START RAW DATA

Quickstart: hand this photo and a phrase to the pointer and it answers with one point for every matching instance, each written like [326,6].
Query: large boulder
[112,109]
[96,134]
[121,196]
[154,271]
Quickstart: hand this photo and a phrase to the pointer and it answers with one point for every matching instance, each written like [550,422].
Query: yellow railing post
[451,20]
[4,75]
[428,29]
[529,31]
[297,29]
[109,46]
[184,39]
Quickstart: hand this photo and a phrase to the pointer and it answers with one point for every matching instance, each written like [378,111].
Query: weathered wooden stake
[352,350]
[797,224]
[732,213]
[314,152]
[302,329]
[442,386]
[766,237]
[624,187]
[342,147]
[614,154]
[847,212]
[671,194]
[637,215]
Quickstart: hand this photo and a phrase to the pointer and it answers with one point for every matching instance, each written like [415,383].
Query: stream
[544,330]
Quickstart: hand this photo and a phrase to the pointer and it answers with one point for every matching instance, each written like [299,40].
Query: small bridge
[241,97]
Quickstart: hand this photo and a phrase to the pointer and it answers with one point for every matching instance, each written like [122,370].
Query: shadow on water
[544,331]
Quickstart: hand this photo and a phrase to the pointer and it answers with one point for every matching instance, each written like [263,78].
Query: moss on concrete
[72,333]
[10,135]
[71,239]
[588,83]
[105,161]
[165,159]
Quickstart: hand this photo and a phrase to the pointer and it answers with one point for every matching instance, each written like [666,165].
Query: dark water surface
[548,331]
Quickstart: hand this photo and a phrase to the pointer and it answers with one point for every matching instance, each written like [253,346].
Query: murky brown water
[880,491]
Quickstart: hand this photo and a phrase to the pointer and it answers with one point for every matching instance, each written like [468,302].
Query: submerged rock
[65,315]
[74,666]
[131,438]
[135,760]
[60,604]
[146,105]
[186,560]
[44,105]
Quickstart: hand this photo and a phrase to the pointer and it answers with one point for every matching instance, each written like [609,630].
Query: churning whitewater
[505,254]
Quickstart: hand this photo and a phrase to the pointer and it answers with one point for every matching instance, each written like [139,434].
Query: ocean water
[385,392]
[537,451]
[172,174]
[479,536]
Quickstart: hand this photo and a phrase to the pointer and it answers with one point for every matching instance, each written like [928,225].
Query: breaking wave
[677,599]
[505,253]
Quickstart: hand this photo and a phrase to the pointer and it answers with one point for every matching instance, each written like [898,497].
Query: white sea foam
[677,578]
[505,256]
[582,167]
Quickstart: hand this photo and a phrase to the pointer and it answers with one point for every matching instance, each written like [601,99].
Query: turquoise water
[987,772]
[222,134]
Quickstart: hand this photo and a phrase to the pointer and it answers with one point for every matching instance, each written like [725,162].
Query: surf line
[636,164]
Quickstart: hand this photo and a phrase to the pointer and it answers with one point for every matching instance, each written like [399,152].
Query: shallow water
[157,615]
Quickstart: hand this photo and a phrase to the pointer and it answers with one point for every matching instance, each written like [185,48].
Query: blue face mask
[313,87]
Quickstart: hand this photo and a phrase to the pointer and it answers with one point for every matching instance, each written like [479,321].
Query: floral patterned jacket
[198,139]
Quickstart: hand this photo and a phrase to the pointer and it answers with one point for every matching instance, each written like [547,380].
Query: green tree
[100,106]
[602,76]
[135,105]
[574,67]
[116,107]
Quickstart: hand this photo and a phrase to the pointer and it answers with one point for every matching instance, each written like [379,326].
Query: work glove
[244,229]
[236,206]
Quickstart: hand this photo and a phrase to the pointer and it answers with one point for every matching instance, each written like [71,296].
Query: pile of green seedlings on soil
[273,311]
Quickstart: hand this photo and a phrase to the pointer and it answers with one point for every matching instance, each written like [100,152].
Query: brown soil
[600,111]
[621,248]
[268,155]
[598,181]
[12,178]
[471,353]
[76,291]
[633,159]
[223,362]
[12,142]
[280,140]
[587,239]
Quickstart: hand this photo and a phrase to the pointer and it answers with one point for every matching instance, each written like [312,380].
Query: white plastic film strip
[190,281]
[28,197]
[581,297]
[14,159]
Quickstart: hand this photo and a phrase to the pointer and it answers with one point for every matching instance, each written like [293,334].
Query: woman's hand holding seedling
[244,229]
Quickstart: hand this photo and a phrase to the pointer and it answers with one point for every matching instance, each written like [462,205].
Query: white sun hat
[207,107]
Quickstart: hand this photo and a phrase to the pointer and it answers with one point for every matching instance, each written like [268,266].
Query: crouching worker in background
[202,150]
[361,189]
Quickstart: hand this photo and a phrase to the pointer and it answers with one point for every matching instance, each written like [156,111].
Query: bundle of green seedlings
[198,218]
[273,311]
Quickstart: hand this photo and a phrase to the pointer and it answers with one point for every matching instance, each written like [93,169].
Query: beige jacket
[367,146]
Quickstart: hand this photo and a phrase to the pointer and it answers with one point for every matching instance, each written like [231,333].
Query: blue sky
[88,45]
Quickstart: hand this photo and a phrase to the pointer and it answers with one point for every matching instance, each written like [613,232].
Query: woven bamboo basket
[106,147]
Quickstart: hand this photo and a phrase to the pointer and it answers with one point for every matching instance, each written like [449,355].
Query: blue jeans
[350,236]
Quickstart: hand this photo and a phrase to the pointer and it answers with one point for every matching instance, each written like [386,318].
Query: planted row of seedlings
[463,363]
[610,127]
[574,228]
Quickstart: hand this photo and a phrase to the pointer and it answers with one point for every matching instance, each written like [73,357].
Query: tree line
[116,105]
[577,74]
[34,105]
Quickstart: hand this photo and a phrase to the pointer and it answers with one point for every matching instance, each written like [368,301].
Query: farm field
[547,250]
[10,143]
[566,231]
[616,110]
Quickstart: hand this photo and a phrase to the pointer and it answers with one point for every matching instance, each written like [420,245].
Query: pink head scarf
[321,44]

END RAW DATA

- _DIRECTIONS_: Set down exactly the lines that begin with the one containing "Query: crouching worker in background" and end with the last line above, and no others.

- _WRITTEN RESPONSE_:
Query: crouching worker in background
[202,150]
[361,189]
Quickstart: hand this photo and a phrase to the pointer and it answers with one point for every matching instance, each written like [156,111].
Query: bundle of green seedlings
[198,218]
[273,311]
Quickstart: hand this photo and a phrase to the pointer and it answers with one point for every matching instance, each written like [93,169].
Query: beige jacket
[367,146]
Quickstart: hand this photo and a phrase to the pointer and it answers with one point for every matching instance, each written like [231,333].
Query: blue sky
[88,45]
Quickstart: hand this photo and a phrase to the pointer and it answers with one point for every matching instance, each written like [613,232].
Query: woven bamboo basket
[106,147]
Quickstart: hand this photo and a phrase to the pointer and it answers with one point for every matching instance, each written like [449,355].
Query: blue jeans
[350,236]
Quickstart: hand this photo and a phrase to the pointer and it answers with one point for every matching instance, each written like [386,318].
Query: planted row of seedlings
[463,363]
[610,127]
[574,228]
Quickstart: hand this photo and a phrase to the pointer and it answers with one point for every matching instance, each written like [73,357].
Query: tree line
[116,105]
[577,74]
[34,105]
Quickstart: hand this photo and a phrase to the pointer and it answers with one point for every matching instance, each written like [368,301].
Query: farm field
[547,250]
[10,143]
[566,231]
[616,110]
Quickstart: hand this photo and a phrase to the pointer and it answers with one point for every matching instance, each written like [420,245].
Query: pink head scarf
[321,44]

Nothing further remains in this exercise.